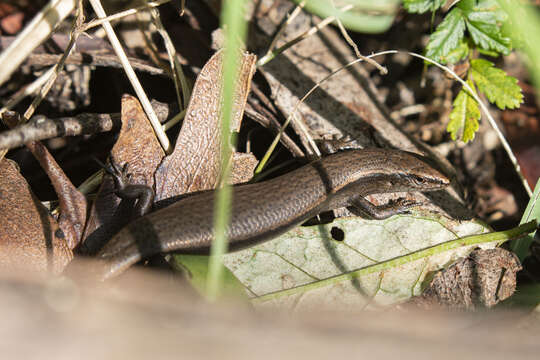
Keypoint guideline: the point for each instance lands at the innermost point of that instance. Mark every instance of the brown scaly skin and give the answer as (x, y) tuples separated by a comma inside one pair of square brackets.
[(265, 210)]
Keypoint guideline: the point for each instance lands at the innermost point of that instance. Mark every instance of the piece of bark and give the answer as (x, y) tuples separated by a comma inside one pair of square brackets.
[(484, 278), (195, 163), (40, 127), (30, 238), (346, 105)]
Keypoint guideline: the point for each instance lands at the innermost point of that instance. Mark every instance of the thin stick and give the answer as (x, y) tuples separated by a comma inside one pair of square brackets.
[(286, 123), (124, 13), (160, 134)]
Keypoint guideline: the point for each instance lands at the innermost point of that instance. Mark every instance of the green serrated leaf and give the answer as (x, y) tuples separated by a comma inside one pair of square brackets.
[(499, 88), (459, 53), (422, 6), (464, 116), (532, 212), (484, 21), (447, 36)]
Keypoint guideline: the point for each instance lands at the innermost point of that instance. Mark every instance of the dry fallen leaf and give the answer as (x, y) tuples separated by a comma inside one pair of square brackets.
[(195, 162), (30, 238)]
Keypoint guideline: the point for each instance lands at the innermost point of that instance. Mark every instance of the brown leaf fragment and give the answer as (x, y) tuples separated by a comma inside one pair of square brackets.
[(138, 149), (73, 203), (194, 164), (483, 278), (30, 238)]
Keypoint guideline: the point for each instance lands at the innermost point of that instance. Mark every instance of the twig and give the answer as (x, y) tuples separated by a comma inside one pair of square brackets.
[(162, 137), (125, 13)]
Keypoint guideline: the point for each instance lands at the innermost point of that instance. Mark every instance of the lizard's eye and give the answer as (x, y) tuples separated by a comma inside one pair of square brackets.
[(418, 180)]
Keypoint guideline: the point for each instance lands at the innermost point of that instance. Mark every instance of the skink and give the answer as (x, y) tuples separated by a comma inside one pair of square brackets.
[(264, 210)]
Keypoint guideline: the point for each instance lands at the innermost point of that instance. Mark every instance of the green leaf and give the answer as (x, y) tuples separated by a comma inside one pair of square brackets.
[(447, 36), (499, 88), (484, 22), (459, 53), (422, 6), (464, 116), (532, 212)]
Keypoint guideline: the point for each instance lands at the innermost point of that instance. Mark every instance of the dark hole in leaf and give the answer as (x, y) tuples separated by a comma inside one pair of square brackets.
[(337, 233)]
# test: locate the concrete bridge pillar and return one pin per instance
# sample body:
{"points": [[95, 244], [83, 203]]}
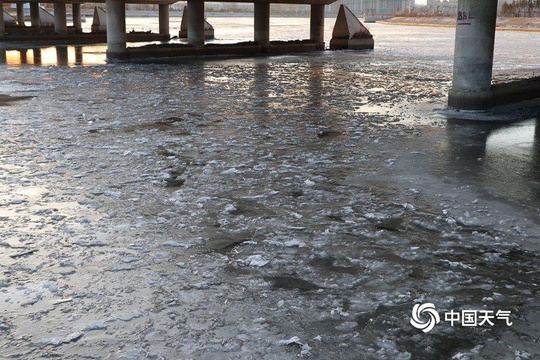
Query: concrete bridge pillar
{"points": [[60, 22], [164, 20], [116, 29], [20, 14], [317, 24], [196, 22], [77, 22], [473, 55], [35, 19], [262, 23]]}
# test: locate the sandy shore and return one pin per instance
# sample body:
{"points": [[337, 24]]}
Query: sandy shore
{"points": [[517, 24]]}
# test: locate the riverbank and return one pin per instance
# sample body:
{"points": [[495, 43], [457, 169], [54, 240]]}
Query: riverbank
{"points": [[516, 24]]}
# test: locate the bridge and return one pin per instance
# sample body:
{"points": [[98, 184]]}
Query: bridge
{"points": [[471, 89]]}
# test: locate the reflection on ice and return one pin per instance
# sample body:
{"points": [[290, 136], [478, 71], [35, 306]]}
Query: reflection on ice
{"points": [[61, 55]]}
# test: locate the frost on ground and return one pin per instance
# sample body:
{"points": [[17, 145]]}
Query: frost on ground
{"points": [[252, 209]]}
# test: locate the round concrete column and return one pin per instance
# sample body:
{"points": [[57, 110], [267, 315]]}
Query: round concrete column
{"points": [[164, 20], [196, 23], [473, 55], [20, 14], [35, 19], [77, 22], [60, 22], [262, 23], [2, 25], [116, 29], [317, 25]]}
══════════
A picture-free version of all the records, repeated exactly, is what to return.

→ **Written solution**:
Keypoint guideline: the point for each instance lands at the innermost point of that instance. Mark every instance of the brown scaly skin and give the answer as (x, y) tuples separated by a comma inside one pair of square brackets.
[(265, 210)]
Keypoint guideline: the point for each instance lands at the innermost point of that instance. Mark every instance of the piece of bark and give the answer as (x, y) tuples separated by a comma inside one pair of square brackets.
[(484, 278), (195, 163), (40, 127), (30, 238), (346, 105)]
Keypoint guideline: the point for each instance lands at the innermost point of that instance. Mark every instance of the thin stick and give the answer as (x, y) tuples separated by a comma inside one pair of square brackets.
[(286, 123), (124, 13), (160, 134)]
Keypoint guideline: the point for each instance lands at the innermost point of that instance. Mark every instance of the green serrated leaf and give the answer as (x, y) tuples separated by a comma inside one pair of square brackets.
[(499, 88), (459, 53), (422, 6), (464, 116), (532, 212), (484, 21), (447, 36)]
Keypoint guideline: the point for each instance lands at the innermost point of that instance. Mark every instance of the dry fallen leaf and give the answer as (x, y) tuples separated by a comma inside one pair of square brackets.
[(195, 162), (30, 238)]
Keypoint guideline: the point for each instance lands at the innermost point of that instance. Mark every instance of the brown leaf fragment and give the answer as (x, y) tuples separated by a comma inside one pair of square brackets.
[(138, 149), (73, 203), (194, 164), (483, 278), (30, 238)]
Keypoint guideline: the point for each instance lands at the innermost point of that instance. Mark every instance of the twig and give the answer as (x, y) tuples separated by a comma inside one pair of square brackets.
[(162, 137), (125, 13)]
Keypoint guideline: the point for each instance lands at the innermost point of that instance. Mark every instance of the lizard's eye and give the answer as (x, y) tuples separated by a comma inside one pair of square brackets.
[(418, 180)]
Keypoint guideline: the point for each instance lands at the innermost point of that instance. Mark every instance of the skink and give the answer as (x, y) tuples separated by a comma inside one pair of square brackets.
[(264, 210)]
Keypoint guideline: the point for each instance lands at the innermost point of that instance. Mark every instance of the green leaf and give the answer as (x, y) tuples separated by a comma inside one pair of square brackets.
[(447, 36), (499, 88), (484, 22), (459, 53), (422, 6), (464, 116), (532, 212)]
Keypoint guideline: the point for each instance lands at the innermost point of that instance. Mark every instance of the dark hole in leaf and give the answer as (x, y) tuples separated by a comma inside one pair of square brackets.
[(337, 233)]
# test: locate the concrete bridge pillar and return one pin per instance
# sample body:
{"points": [[95, 244], [83, 203]]}
Query: concrete bridge pillar
{"points": [[60, 22], [164, 20], [116, 29], [20, 14], [317, 24], [196, 22], [77, 22], [473, 55], [35, 19], [262, 23]]}
# test: locate the sandy shore and return one pin per instance
# sample body:
{"points": [[337, 24]]}
Query: sandy shore
{"points": [[517, 24]]}
# test: locate the riverbank and return one pin per instance
# sample body:
{"points": [[495, 43], [457, 169], [54, 240]]}
Query: riverbank
{"points": [[516, 24]]}
# test: locate the bridge and return one pin per instance
# sample body:
{"points": [[98, 184]]}
Query: bridge
{"points": [[471, 89]]}
# test: locate the reflection on ice and return one pin per instance
# sample body:
{"points": [[290, 136], [478, 71], [35, 306]]}
Query: reflection on ice
{"points": [[61, 55]]}
# test: locate the frost on ground and return one pin per instance
# sample body:
{"points": [[17, 145]]}
Query: frost on ground
{"points": [[252, 209]]}
# test: locate the round concrete column and return one pin per instance
# sample body:
{"points": [[57, 110], [267, 315]]}
Query: round concrete column
{"points": [[164, 20], [196, 23], [473, 55], [20, 14], [35, 19], [77, 22], [60, 22], [262, 23], [2, 25], [116, 29], [317, 25]]}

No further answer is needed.